== SOURCE DOCUMENT

GLENWOOD SPRINGS — The road show staged by some of the plaintiffs in a lawsuit seeking to overturn two of the gun-control laws passed by the Colorado Legislature this year made a stop here Wednesday night.

Four of the 54 Colorado county sheriffs who are plaintiffs in the suit — including Garfield County Sheriff Lou Vallario — drew enthusiastic responses from the crowd in the Devereux Room at the Hotel Colorado. Officials with the Independence Institute, the Denver area think tank that sponsored the event and one of the plaintiffs in the lawsuit, said 125 $5 tickets had been presold and dozens more were purchased at the door.

Among local officials in attendance were District 57 state Rep. Rob Rankin, R-Carbondale, Garfield County Commissioner John Martin, and District 8 state Sen. Randy Baumgardner, R-Cowdrey. In the spirit of the evening, Baumgardner was wearing a holstered semi-automatic pistol in plain view on his belt.

“Gun owners ... for the first time are beginning to push back,” said Independence Institute President John Caldara in opening remarks, to raucous applause.

At issue in the lawsuit are House Bill 1224, which limits gun magazines to 15 rounds, and HB 1229, which mandates background checks for all gun transfers. Both bills were signed into law by Gov. John Hickenlooper and are set to take effect July 1.

Can’t walk away

“It simply became clear ... they simply went too far into the rights of citizens,” said Justin Smith, Larimer County sheriff, while explaining why he and his fellow sheriffs filed the lawsuit.

He said he takes his oath of office seriously, particularly the part about protecting law abiding citizens and upholding the U.S. Constitution.

“How can I walk away?” he asked. “We had no other choice ... If not us, who? If not now, when?”

“We’re doing it for the people,” said Weld County Sheriff John Cooke, who gained national notoriety earlier this year when he declared he would not enforce the laws because he thinks they are unconstitutional and too vague.

Among other considerations, he said his stance is a matter of priorities. His priority is putting away criminals, he said, not harassing law-abiding citizens.

Because of his stand, the Denver Post labeled him a “rogue sheriff” in an editorial. Holding up a copy of the editorial, he said he wears the label “like a badge of honor.”

Taking our rights

“What we’re looking at here is a slow, methodical, intentional taking away of our rights,” said Vallario, who received two standing ovations.

Vallario said gun-control backers are the same politicians who are undermining other constitutional rights. He used the analogy of a neighbor building a fence two feet into someone else’s yard, then moving it two more feet, again and again, encroaching a little at a time but inexorably taking over the property.

“I’ve dug in my heels and I’m not going to let them take that two feet of property,” he said.

Mainstream law

David Kopel, Independence Institute research director, adjunct professor of Advanced Constitutional Law at Denver University’s Sturm College of Law and lawyer for the sheriffs in the lawsuit, outlined the constitutional arguments in the lawsuit.

====
== DATASET CONTENT

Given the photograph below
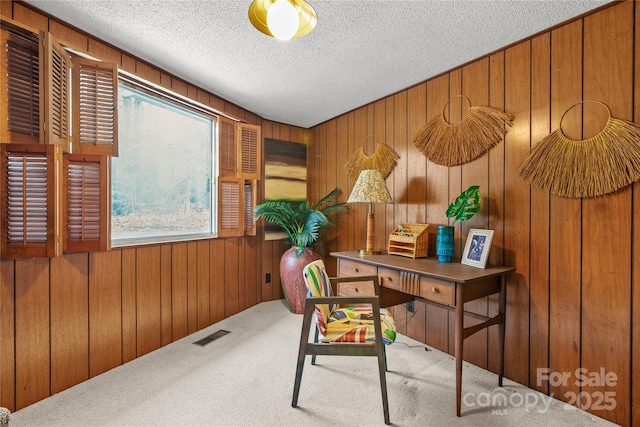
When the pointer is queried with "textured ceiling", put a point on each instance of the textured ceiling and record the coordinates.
(359, 52)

====

■ **WHAT NEEDS TO BE DONE**
Write out, word for word, everything in the article about the sheriffs' gun-law lawsuit from "Can’t walk away" down to "and too vague.".

■ **RESPONSE FOR THIS EXERCISE**
Can’t walk away

“It simply became clear ... they simply went too far into the rights of citizens,” said Justin Smith, Larimer County sheriff, while explaining why he and his fellow sheriffs filed the lawsuit.

He said he takes his oath of office seriously, particularly the part about protecting law abiding citizens and upholding the U.S. Constitution.

“How can I walk away?” he asked. “We had no other choice ... If not us, who? If not now, when?”

“We’re doing it for the people,” said Weld County Sheriff John Cooke, who gained national notoriety earlier this year when he declared he would not enforce the laws because he thinks they are unconstitutional and too vague.